__What is required__. Copy every line from the one containing "If you could segment every instance of the fence" through the last line of the records below, both included, and nothing else.

:::

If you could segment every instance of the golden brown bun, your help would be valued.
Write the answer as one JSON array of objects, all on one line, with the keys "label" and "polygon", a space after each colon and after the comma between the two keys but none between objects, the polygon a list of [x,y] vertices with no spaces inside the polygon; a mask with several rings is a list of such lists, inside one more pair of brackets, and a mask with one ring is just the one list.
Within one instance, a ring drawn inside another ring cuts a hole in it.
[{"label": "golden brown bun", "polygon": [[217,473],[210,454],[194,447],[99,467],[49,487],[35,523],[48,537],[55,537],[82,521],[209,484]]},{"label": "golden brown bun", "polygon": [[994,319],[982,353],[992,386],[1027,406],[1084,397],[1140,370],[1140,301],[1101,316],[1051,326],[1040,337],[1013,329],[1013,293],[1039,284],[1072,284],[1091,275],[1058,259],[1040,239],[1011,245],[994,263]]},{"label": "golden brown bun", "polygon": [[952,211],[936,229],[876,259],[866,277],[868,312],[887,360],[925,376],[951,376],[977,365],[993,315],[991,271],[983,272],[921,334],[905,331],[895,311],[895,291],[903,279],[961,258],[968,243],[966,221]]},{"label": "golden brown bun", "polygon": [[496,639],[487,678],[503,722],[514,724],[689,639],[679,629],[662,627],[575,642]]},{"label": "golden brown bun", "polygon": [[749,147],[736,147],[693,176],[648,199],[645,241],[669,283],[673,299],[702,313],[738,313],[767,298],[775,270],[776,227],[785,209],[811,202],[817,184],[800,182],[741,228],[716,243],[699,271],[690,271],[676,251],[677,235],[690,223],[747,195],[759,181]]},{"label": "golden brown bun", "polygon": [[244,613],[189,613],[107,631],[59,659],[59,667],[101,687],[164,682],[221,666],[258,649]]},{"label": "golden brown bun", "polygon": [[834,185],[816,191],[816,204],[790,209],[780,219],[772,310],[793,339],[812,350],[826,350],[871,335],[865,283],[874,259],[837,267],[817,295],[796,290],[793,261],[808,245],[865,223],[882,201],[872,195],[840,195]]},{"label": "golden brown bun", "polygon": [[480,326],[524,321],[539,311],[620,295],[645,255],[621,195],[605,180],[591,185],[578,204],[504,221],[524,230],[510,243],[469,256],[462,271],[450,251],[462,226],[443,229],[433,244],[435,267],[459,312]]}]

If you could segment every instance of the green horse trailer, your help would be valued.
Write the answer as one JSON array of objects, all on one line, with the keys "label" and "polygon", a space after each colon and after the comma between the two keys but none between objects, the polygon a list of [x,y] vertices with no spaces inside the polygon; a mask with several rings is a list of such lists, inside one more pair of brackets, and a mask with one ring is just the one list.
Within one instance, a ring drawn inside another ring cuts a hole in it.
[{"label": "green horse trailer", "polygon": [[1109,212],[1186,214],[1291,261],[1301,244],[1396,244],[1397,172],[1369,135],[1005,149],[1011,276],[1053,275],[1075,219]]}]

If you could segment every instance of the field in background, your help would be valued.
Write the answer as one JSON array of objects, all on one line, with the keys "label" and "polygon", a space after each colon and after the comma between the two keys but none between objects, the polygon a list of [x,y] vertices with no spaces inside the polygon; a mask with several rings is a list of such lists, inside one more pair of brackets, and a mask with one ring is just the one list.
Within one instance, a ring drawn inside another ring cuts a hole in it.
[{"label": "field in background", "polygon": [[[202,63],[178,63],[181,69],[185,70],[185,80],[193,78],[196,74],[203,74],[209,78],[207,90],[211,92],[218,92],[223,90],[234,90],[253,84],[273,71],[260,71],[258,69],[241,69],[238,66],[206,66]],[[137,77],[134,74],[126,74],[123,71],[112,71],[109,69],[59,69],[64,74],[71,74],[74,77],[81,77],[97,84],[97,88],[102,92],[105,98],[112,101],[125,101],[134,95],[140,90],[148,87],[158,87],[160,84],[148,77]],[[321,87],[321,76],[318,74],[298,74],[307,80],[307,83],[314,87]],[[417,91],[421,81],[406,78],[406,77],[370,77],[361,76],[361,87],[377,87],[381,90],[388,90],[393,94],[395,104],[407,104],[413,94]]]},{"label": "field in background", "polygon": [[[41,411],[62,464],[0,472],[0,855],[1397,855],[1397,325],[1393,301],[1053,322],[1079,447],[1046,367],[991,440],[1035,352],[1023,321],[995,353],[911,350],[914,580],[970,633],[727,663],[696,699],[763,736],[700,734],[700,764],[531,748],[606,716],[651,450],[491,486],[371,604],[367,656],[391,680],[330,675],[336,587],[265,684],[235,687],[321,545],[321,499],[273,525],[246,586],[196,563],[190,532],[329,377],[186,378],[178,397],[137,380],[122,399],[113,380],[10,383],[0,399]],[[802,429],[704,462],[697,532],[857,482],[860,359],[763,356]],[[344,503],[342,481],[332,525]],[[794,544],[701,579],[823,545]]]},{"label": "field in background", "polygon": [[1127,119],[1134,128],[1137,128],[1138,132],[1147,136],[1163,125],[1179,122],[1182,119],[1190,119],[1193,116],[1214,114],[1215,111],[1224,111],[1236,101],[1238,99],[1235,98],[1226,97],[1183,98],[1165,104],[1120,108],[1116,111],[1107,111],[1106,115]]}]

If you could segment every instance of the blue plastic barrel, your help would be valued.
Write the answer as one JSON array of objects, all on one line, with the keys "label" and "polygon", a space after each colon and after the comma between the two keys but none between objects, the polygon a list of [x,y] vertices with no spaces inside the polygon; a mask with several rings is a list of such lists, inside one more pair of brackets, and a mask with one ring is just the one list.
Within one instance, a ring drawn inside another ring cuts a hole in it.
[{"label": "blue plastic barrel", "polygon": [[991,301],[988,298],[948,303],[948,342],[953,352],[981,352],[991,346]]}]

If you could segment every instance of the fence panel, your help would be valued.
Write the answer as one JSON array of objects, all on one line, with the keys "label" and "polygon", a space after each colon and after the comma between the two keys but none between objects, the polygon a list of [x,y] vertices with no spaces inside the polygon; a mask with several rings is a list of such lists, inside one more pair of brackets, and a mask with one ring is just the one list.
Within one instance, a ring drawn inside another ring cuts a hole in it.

:::

__Task output__.
If you could segment every instance of the fence panel, your help would be valued.
Write the answer as one JSON array of objects, all on one line, with the keys "label" and "polygon", a space after each colon and after the comma between the two keys but none between objects, the polygon a list of [x,y] vertices with no spaces inside the polygon; a mask with several rings is a list of such lists, inside one more pair of brackets, and a mask with one ring is just the one list.
Within one instance, a ring drawn inside another ring cuts a hole in it.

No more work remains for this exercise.